### LESETEXT
□ □ □ □

Man sollte denken, daß mit einer so ausgebreiteten litterarischen Thätigkeit die Lebensarbeit eines Menschen erschöpft wäre; keineswegs! T. stand zugleich der Apotheke vor, die unter seiner Leitung bald von Schulden befreit war, und als er mit Martha Hoyer, der ältesten Tochter des Pfarrers zu Wandersleben, einen glücklichen Hausstand gegründet hatte, in welchem bald vier Söhne und fünf Töchter heranwuchsen, errichtete er in seinem Hause aus eigenen Mitteln eine pharmaceutische Bildungsanstalt, aus der im Laufe von 33 Jahren nicht weniger als 300 tüchtige Schüler, spätere Apotheker, Aerzte, Professoren und Fabrikanten hervorgegangen sind. An dieser Schule wirkten neben T., welcher Chemie und Pharmacie, zuerst auch Physik und Logik selbst vortrug, tüchtige [644] Kräfte, unter denen die Namen Naumburg (Medicin), Siegling und der spätere Schwiegersohn Trommsdorff’s, Mensing (Mathematik), der gelehrte Apotheker Biltz (Botanik) und der Mineraloge und Arzt Bernhardi genannt werden mögen.

Daß einer so reichen Wirksamkeit auch die äußere Anerkennung nicht gefehlt hat, braucht kaum gesagt zu werden. Mit 25 Jahren wurde T. zum Universitätsprofessor, im J. 1823 zum Director der Erfurter (späteren königlich preußischen) Akademie der Wissenschaften erwählt. 47 Akademien, gelehrte Gesellschaften und wissenschaftliche Vereine schätzten ihn als ihr Mitglied oder Ehrenmitglied. Nachdem 1816 die Erfurter Universität aufgehoben worden, wurde T. mehrfach an andere Universitäten berufen, darunter nach St. Petersburg und später an Klaproth’s Stelle nach Berlin, allein die Liebe zu seiner Vaterstadt hieß ihn diese ehrenvollen Anerbietungen ablehnen. In Kriegs- und Friedenszeiten war Trommsdorff seinen Mitbürgern ein stets hülfsbereiter Freund und Berather gewesen; kein Wunder, daß der Ehrentag, an dem er den Höhepunkt seines Lebens erreichte, unter allgemeiner froher Betheiligung gefeiert wurde. Umgeben von seiner Familie, im Kreise von 21 Enkeln, von zahlreichen dankbaren Schülern und Freunden von Nah und Fern, feierte er am 1. October 1834 sein 50jähriges Pharmaceutenjubiläum. Der König hatte ihm schon früher den rothen Adlerorden 3. Classe verliehen, jetzt erhielt T. den Titel eines Geheimen Hofrathes, seine Verehrer hatten zum Gedächtniß des Tages eine Denkmünze mit seinem Bildniß schlagen lassen und Freunde und Fachgenossen ehrten ihn durch die Errichtung einer Trommsdorffstiftung, deren Erträgnisse dem von ihm gegründeten Gehülfen-Unterstützungsfonds zu Gute zu kommen bestimmt waren. In den ihm noch bleibenden Jahren hatte T. die Freude, seinen jüngsten Sohn um sich zu haben, der den Beruf des Vaters ergriffen und die vielen von diesem begonnenen Unternehmungen ganz im Sinne desselben fortzuführen bestrebt war. In der frohen Ueberzeugung, sein geistiges Erbe in guten Händen zu wissen, verschied T. am 8. März 1837.

□ □ □ □

### BEREITGESTELLTE ANGABEN
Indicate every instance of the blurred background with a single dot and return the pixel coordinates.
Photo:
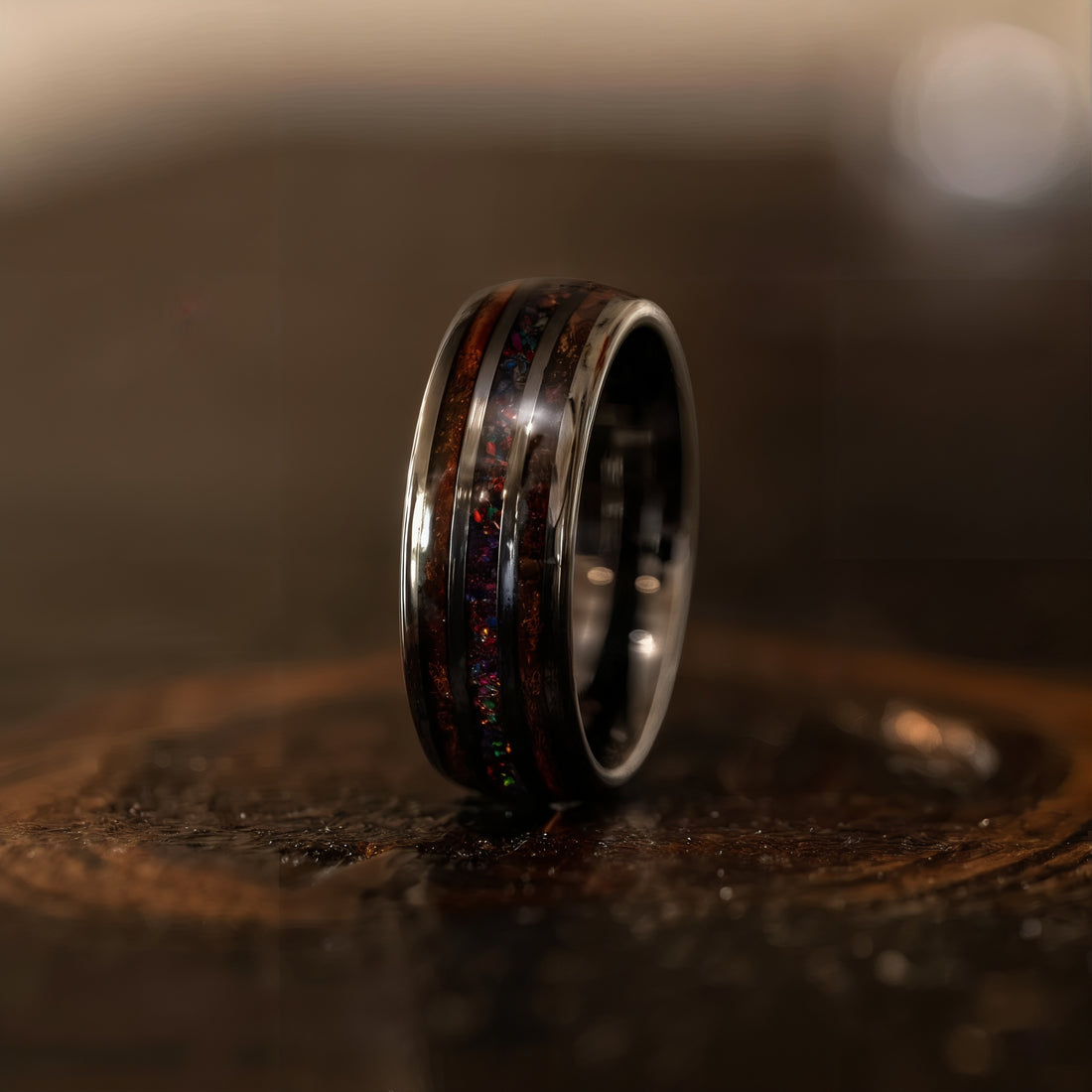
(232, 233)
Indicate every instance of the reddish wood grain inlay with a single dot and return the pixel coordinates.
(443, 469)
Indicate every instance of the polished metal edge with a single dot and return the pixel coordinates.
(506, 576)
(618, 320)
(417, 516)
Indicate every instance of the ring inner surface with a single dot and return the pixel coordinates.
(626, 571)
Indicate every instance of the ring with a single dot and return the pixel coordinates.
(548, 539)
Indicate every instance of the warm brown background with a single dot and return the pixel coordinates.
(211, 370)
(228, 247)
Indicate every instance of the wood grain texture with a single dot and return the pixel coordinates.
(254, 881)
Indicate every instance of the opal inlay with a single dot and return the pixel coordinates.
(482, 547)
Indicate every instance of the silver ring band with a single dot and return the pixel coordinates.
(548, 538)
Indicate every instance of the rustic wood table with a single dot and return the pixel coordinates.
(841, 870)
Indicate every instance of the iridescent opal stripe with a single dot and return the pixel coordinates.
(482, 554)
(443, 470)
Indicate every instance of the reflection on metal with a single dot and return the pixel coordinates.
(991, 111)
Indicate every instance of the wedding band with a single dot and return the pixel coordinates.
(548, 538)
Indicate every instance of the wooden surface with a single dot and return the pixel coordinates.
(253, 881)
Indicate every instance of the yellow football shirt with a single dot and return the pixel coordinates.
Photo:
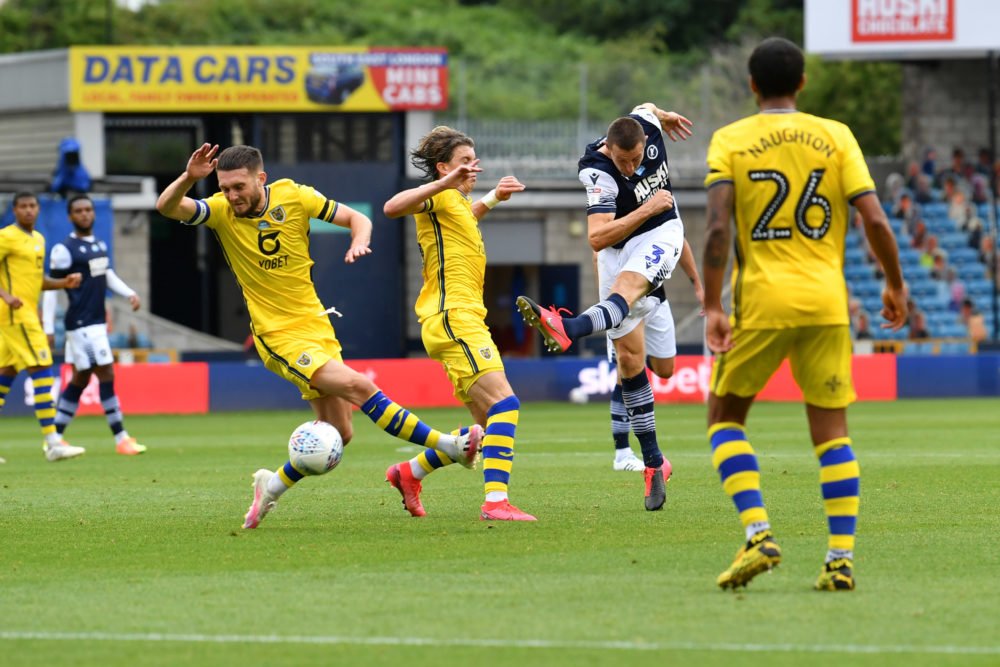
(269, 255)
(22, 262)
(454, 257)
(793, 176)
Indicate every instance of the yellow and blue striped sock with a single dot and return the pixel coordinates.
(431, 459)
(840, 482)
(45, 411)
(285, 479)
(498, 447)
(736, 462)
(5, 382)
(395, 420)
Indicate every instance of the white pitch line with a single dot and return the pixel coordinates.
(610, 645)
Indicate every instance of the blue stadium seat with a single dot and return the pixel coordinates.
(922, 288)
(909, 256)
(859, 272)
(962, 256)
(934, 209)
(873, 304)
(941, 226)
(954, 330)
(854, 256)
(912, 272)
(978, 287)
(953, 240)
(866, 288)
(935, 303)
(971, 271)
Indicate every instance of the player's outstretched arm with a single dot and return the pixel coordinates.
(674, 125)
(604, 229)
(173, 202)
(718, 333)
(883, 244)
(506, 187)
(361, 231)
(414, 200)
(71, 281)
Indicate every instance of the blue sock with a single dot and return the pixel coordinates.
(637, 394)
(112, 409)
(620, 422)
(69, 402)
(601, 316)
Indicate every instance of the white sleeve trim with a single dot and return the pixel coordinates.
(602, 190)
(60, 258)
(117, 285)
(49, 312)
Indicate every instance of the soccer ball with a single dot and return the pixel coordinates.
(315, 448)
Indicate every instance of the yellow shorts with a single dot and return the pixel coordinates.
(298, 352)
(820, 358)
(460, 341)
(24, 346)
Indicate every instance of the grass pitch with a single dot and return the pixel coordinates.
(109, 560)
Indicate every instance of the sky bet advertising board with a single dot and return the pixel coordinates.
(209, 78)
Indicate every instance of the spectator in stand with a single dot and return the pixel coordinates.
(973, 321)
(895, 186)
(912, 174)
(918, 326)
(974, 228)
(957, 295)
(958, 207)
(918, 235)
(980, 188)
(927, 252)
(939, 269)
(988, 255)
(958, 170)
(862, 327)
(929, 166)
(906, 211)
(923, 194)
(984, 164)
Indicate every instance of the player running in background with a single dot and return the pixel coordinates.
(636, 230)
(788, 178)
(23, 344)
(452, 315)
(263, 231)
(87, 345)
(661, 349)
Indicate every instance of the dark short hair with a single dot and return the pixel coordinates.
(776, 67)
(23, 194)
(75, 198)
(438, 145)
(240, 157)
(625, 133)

□ □ □ □

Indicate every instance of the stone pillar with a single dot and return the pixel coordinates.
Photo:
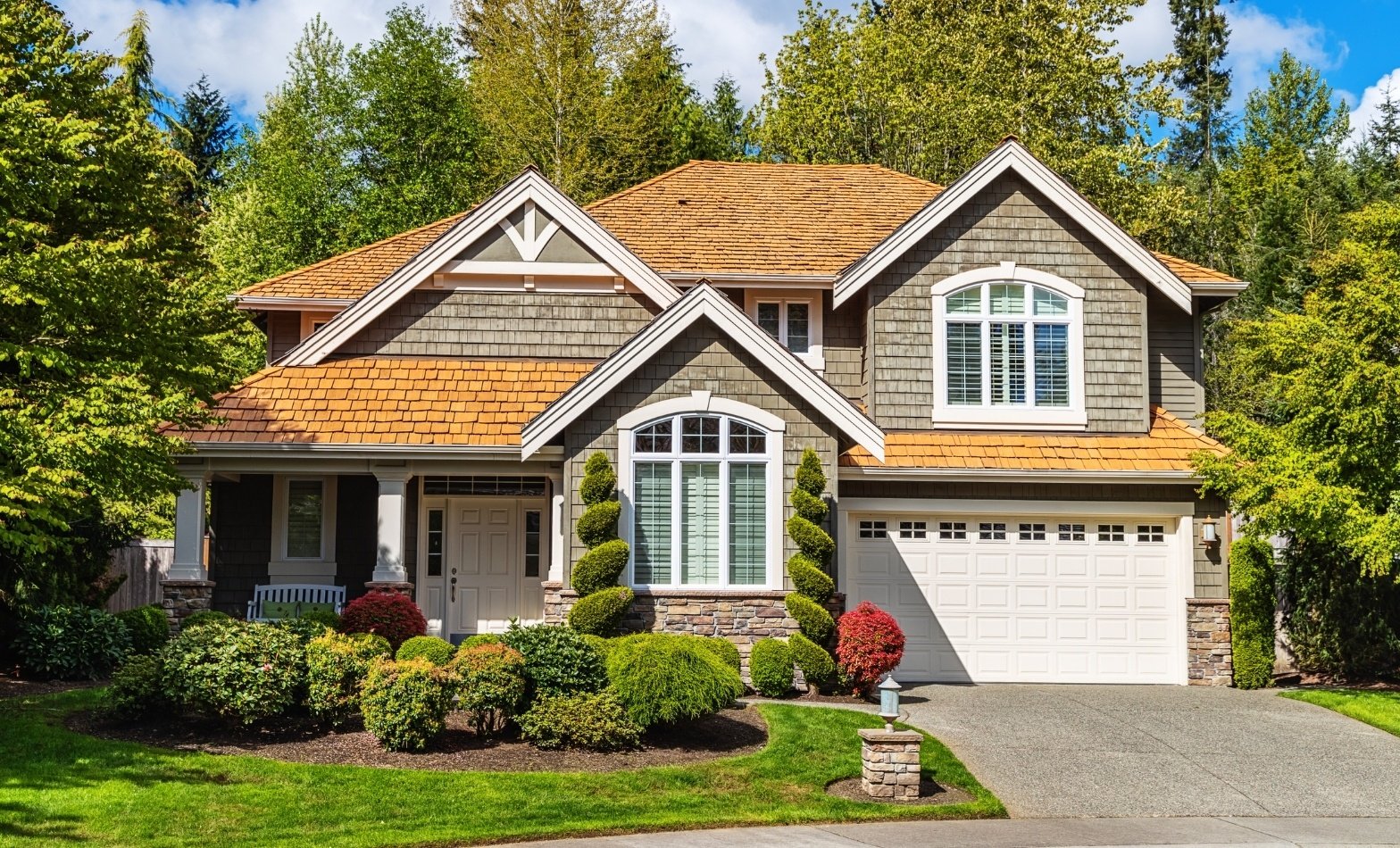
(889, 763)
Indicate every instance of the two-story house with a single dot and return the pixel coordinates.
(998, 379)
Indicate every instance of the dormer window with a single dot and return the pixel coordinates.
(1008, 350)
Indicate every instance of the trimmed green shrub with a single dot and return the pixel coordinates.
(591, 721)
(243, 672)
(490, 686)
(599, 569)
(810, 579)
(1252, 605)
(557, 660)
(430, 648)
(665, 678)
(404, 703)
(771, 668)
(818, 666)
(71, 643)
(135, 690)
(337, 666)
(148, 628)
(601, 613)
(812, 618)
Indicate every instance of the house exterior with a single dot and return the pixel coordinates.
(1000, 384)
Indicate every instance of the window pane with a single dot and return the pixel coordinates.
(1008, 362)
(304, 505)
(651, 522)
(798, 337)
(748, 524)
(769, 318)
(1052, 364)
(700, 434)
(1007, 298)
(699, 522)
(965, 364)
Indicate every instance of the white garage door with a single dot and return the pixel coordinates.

□ □ □ □

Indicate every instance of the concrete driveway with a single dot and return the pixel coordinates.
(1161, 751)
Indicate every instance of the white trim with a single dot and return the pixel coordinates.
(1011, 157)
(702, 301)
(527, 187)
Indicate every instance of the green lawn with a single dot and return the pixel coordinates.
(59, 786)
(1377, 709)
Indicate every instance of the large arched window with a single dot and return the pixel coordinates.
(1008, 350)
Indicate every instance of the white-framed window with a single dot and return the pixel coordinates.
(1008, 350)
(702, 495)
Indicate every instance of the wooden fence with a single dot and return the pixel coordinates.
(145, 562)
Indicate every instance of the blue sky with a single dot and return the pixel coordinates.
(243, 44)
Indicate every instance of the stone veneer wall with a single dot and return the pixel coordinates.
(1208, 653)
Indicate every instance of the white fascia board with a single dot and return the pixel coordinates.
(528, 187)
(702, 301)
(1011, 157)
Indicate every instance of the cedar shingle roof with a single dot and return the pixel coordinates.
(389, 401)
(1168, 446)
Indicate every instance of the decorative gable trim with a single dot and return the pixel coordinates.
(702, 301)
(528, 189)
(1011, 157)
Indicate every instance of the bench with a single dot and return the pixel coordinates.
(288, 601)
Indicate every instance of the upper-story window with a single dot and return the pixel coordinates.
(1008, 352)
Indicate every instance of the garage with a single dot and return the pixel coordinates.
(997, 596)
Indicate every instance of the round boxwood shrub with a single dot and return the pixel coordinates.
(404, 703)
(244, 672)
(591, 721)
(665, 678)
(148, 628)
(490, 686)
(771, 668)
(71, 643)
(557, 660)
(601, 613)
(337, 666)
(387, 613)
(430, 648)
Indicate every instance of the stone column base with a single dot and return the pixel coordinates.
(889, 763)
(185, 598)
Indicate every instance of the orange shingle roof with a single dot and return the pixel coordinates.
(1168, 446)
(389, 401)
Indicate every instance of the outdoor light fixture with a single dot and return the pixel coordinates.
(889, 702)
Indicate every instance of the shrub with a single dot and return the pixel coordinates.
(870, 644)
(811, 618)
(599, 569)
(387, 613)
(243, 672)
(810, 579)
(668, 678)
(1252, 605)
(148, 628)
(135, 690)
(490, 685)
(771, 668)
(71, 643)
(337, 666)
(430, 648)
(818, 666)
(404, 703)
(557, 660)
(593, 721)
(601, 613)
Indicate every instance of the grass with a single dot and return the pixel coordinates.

□ □ □ □

### IHRE AUFGABEN
a) Wie lässt sich der Absatz im Lesetext, der mit „Man sollte denken“ beginnt, als kurze Stichpunktliste wiedergeben, ohne seine wichtigsten Fakten zu verlieren?
b) Wie lautet der Satz „47 Akademien, gelehrte Gesellschaften und wissenschaftliche Vereine schätzten ihn als ihr Mitglied oder Ehrenmitglied.“ aus dem Lesetext auf Englisch?

### BEARBEITETE ÜBUNG
a)
- Neben seiner umfangreichen literarischen Tätigkeit leitete Trommsdorff die Apotheke und machte sie bald schuldenfrei.
- Er heiratete Martha Hoyer, die älteste Tochter des Pfarrers zu Wandersleben. Das Paar hatte vier Söhne und fünf Töchter.
- In seinem Haus gründete er auf eigene Kosten eine pharmazeutische Bildungsanstalt.
- In 33 Jahren gingen daraus 300 Schüler hervor, später Apotheker, Ärzte, Professoren und Fabrikanten.
- Trommsdorff selbst lehrte Chemie und Pharmazie, anfangs auch Physik und Logik.
- Weitere Lehrer waren Naumburg (Medizin), Siegling und Mensing (Mathematik), Biltz (Botanik) und der Mineraloge und Arzt Bernhardi. Mensing wurde später Trommsdorffs Schwiegersohn.

b) Forty-seven academies, learned societies, and scientific associations valued him as a member or honorary member.